Extract:
-----

Councils warned about corruption


MORNINGTON Peninsula Shire, neighbouring Frankston and municipalities across the state have been warned to watch out for corruption when buying goods and services.

The Independent Broad-based Anti-corruption Commission (IBAC) says corruption and kickbacks uncovered at Darebin and Ballarat councils “are likely to be faced by most, if not all, councils in Victoria”.

“Allegations of corruption associated with council procurement practices and processes are a recurring theme in the complaints received and investigated by IBAC,” IBAC commissioner Robert Redlich QC said.

In a special report to parliament IBAC warns that councils need to consider the way they manage procurement to reduce risks of corruption.

“This report highlights a range of procurement-related corruption risks and vulnerabilities which, while they were found in two councils, are likely to be faced by most if not all councils in Victoria,” Mr Redlich said.

IBAC investigated allegations that council employees at Darebin and Ballarat subverted procurement processes for their own benefit and the benefit of associates.

The report to parliament states that a former project manager at the Darebin City Council received cash, gifts and other benefits for helping an associate’s company win more than $16 million in contracts.

A former manager at the City of Ballarat Council had enabled associates and family to win contracts, in exchange for financial “kickbacks”. In 2017, the manager was convicted of a range of offences and sentenced to three years’ jail and ordered to repay $31,200.

Three other people, including his wife, pleaded guilty to other charges.

IBAC says Victorian councils collectively manage about $84 billion in public assets and annually spend around $7 billion on services.

“Considerable power is vested in council employees to source suppliers, manage contracts and authorise payment for goods, services and works – spending millions of dollars of public money,” Mr Redlich said.

“Public sector corruption it is not a victimless crime. It wastes taxes and rates that should be used to operate and maintain Victoria’s schools, hospitals, roads and other vital public services and projects. And it damages the reputation of organisations and undermines community’s confidence in the public sector.”

As a result of its investigations IBAC has recommended Local Government Victoria consider developing a code of conduct for local government suppliers, which would outline the standards expected of suppliers including in relation to reporting suspected misconduct or corrupt conduct on the part of council employees and other suppliers.

-----

Problem 1:
Answer these from the article on council corruption:
(a) How much was the former Ballarat manager ordered to repay?
(b) What value of public assets do Victorian councils collectively manage, according to IBAC?
(c) Which body has IBAC recommended consider developing a code of conduct for local government suppliers?
Problem 2: Render this sentence from the article on council corruption in Spanish: "IBAC says Victorian councils collectively manage about $84 billion in public assets and annually spend around $7 billion on services."
Problem 3: Name every council or municipality that the article on council corruption mentions by name.

-----

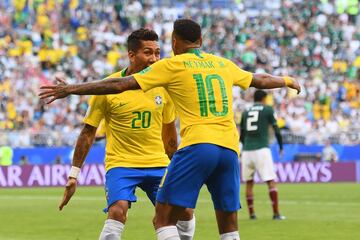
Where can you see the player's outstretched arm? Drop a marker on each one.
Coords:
(100, 87)
(267, 81)
(83, 145)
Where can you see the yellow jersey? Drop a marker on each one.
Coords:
(200, 86)
(133, 123)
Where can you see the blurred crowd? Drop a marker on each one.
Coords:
(318, 42)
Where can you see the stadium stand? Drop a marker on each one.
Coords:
(85, 39)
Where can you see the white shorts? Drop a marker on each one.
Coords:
(257, 160)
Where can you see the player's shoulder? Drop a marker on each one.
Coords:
(115, 74)
(269, 108)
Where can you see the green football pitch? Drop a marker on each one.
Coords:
(313, 211)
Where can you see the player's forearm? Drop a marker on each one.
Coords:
(104, 87)
(169, 137)
(242, 136)
(267, 81)
(83, 145)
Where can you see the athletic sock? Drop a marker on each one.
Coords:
(167, 233)
(273, 193)
(230, 236)
(250, 202)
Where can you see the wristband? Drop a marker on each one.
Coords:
(288, 80)
(74, 172)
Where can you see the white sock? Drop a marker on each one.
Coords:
(186, 229)
(167, 233)
(112, 230)
(230, 236)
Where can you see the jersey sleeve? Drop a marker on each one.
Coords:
(157, 75)
(96, 110)
(242, 78)
(114, 75)
(169, 109)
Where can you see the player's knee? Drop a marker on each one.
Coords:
(186, 228)
(118, 211)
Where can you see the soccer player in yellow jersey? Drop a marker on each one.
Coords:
(138, 126)
(200, 85)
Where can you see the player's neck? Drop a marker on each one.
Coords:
(130, 70)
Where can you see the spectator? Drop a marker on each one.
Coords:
(317, 41)
(329, 154)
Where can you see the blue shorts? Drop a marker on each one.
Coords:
(199, 164)
(120, 183)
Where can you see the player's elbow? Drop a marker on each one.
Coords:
(260, 80)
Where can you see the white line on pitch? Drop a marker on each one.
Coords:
(101, 198)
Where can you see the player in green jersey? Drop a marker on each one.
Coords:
(256, 156)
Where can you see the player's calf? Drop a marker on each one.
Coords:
(230, 236)
(112, 230)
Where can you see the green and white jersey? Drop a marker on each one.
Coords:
(255, 123)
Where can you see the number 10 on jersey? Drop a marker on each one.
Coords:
(207, 97)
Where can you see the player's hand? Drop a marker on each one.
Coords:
(294, 85)
(57, 91)
(70, 189)
(281, 153)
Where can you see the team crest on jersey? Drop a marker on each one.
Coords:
(158, 100)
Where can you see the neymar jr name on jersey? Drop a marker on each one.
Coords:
(198, 64)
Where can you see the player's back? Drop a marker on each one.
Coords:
(256, 122)
(133, 123)
(200, 86)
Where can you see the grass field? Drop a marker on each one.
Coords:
(313, 211)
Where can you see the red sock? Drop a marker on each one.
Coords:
(250, 202)
(274, 200)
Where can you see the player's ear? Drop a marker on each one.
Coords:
(131, 56)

-----

Final answer 1:
(a) $31,200
(b) About $84 billion
(c) Local Government Victoria

Final answer 2: La IBAC afirma que los ayuntamientos de Victoria gestionan en conjunto unos 84.000 millones de dólares en activos públicos y gastan anualmente alrededor de 7.000 millones de dólares en servicios.

Final answer 3:
Mornington Peninsula Shire
Frankston
Darebin City Council
City of Ballarat Council